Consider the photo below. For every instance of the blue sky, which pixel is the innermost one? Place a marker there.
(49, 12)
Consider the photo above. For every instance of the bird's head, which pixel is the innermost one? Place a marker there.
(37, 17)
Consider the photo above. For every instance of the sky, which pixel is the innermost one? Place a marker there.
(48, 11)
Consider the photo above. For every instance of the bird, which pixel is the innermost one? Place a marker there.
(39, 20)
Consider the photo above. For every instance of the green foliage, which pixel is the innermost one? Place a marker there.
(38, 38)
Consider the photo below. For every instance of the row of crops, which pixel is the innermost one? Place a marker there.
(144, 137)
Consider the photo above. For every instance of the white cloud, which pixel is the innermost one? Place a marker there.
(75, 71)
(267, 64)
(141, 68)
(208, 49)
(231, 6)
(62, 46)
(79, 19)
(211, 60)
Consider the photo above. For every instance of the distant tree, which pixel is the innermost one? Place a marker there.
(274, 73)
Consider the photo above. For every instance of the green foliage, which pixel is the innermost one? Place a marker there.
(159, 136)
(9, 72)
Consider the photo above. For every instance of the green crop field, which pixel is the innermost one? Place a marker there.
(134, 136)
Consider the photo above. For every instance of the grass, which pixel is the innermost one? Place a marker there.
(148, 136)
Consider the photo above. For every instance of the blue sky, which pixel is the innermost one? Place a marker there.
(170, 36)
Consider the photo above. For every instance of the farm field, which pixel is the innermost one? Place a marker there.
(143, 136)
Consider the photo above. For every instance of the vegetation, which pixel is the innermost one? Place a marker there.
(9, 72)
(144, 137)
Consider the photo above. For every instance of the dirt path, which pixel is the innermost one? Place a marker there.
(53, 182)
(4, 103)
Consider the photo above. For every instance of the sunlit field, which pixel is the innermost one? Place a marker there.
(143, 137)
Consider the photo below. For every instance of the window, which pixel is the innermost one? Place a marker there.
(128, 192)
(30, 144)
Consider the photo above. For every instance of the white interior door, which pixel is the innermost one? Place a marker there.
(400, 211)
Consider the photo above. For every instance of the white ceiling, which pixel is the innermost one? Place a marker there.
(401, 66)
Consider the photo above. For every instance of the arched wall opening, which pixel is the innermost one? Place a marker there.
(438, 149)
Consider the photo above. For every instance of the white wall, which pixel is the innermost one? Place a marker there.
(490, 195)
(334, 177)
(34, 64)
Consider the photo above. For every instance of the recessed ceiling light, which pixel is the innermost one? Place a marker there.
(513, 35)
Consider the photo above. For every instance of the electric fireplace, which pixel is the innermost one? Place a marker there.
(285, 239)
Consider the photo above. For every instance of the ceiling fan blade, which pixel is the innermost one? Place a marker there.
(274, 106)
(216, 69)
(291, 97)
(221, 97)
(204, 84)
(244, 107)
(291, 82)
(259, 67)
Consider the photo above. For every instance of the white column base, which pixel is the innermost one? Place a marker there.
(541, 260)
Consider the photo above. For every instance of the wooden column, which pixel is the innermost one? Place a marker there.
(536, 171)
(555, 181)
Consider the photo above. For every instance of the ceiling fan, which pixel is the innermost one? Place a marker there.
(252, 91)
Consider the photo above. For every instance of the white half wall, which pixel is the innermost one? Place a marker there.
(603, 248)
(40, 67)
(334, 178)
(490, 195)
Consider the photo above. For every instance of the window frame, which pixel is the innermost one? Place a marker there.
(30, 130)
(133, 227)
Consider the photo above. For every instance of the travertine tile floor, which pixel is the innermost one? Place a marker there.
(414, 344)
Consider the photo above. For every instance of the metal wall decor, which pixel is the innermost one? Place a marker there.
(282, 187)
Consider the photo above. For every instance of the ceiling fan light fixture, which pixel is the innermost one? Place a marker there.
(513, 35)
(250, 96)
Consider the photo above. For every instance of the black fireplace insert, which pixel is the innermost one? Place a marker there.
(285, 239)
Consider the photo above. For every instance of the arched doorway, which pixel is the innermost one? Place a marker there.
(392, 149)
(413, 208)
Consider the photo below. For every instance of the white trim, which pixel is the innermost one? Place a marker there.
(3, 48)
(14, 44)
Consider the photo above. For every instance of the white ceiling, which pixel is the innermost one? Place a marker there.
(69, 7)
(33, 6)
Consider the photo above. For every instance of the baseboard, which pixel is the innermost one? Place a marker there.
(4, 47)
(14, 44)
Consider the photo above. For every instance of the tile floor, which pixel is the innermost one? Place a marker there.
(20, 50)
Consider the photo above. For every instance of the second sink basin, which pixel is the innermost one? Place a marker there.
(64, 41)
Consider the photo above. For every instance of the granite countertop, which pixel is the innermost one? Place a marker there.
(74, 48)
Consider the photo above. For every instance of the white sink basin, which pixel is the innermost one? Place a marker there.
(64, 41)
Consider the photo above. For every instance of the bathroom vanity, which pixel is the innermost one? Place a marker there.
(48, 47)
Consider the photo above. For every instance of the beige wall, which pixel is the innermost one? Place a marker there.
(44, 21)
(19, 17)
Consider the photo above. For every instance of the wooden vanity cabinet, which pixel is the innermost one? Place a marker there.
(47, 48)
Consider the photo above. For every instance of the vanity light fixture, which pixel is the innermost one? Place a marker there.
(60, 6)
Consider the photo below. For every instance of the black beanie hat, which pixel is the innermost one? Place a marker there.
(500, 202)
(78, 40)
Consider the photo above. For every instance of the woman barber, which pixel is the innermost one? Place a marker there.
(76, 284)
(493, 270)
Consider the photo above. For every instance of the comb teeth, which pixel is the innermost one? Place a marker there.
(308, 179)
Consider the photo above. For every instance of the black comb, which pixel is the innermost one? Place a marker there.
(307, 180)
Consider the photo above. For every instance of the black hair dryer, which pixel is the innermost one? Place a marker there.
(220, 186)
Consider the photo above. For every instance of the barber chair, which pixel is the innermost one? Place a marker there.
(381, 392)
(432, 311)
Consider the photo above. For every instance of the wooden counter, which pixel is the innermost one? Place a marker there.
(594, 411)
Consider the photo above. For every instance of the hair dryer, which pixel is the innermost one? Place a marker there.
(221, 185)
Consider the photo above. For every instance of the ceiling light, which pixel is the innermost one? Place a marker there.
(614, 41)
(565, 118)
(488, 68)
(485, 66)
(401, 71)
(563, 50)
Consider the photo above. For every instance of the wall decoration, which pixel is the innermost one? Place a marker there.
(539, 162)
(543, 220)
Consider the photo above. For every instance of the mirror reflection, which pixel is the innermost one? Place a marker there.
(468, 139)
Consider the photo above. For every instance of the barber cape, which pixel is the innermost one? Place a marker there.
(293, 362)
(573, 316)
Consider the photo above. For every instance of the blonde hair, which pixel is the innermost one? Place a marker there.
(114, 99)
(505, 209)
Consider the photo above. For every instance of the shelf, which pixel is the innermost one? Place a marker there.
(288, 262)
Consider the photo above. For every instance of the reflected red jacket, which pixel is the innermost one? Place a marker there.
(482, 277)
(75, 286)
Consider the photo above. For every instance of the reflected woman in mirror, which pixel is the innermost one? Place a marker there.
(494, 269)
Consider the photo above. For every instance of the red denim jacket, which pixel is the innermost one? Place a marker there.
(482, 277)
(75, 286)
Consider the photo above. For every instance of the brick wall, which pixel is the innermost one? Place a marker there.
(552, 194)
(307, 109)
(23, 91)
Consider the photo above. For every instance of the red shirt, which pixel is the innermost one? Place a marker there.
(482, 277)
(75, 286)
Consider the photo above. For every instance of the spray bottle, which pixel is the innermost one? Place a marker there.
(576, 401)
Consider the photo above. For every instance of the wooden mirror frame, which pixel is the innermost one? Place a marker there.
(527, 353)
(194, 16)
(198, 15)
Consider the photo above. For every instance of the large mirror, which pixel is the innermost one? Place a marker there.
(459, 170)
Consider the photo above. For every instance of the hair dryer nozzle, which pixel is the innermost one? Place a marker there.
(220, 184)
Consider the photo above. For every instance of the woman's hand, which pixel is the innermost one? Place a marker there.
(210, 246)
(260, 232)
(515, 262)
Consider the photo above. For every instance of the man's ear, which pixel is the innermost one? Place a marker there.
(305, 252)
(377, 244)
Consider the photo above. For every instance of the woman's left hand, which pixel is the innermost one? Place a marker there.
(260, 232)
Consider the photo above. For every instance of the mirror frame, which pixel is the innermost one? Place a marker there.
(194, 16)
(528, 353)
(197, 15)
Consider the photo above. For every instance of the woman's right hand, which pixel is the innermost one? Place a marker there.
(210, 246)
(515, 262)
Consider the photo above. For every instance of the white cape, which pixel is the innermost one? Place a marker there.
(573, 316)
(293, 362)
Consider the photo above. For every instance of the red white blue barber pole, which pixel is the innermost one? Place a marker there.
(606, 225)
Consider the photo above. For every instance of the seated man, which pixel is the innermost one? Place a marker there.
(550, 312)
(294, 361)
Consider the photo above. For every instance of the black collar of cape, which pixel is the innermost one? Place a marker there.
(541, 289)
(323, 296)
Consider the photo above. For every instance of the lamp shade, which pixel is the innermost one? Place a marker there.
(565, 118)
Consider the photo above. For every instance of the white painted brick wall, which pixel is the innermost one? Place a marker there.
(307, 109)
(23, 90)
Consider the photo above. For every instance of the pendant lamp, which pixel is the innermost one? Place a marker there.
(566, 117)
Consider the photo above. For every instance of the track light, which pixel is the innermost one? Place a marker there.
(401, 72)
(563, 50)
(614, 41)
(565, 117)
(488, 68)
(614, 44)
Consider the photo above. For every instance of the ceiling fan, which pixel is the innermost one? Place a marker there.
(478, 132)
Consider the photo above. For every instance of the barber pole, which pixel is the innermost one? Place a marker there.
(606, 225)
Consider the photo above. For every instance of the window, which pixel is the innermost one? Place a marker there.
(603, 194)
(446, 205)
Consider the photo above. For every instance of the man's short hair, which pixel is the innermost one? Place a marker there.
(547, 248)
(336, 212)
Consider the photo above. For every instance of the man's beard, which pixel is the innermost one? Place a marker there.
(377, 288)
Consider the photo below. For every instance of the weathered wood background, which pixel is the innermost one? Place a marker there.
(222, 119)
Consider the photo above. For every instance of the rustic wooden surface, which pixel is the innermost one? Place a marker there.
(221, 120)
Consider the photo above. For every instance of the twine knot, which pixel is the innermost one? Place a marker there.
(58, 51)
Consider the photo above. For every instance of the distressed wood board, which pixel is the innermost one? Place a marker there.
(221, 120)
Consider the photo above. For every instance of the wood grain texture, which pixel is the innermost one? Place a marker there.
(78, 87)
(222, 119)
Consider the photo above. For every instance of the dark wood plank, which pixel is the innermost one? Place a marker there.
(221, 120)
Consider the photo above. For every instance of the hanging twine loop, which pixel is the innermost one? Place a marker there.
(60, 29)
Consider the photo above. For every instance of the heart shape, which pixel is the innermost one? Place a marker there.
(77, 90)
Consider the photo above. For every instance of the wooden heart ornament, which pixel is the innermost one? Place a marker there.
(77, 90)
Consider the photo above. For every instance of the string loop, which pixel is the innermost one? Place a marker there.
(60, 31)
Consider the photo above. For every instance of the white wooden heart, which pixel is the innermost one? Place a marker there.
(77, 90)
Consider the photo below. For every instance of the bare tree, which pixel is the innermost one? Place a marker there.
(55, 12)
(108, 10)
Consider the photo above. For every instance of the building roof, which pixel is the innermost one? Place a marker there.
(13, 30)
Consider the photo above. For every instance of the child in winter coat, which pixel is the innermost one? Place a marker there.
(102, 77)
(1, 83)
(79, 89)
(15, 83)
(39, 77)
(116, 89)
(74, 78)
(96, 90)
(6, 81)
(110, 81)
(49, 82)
++++++++
__Problem__. In the listing above, find the line containing "Consider the photo above. For every instance of the heart", then reproduce it and each line after it through the end, exactly and with nothing added.

__Solved exercise__.
Consider the photo above. For every instance of the heart shape, which pixel is the innermost one? Place a marker there.
(77, 90)
Consider the photo above. For every instance of the wooden heart ornament, which pixel is the innermost one? Place a marker there.
(77, 90)
Consider the photo above. For every instance of the string loop, which pixel is the innermost one? Place a marker there.
(60, 31)
Consider the photo above. For every instance of the white wooden heart, which pixel is the innermost one? Place a marker there.
(77, 90)
Consider the photo below. For every instance of the bare tree, which pixel is the innermost one? Place a marker there.
(55, 12)
(108, 10)
Consider the photo above. For every instance of the building roof, which pixel is the innermost one? Place a marker there.
(13, 30)
Consider the photo above. For every instance of the child in winter coat, which pixel is the innermost one? Place a marker there.
(102, 77)
(1, 83)
(79, 89)
(15, 83)
(39, 77)
(116, 89)
(74, 78)
(96, 90)
(6, 81)
(110, 81)
(49, 82)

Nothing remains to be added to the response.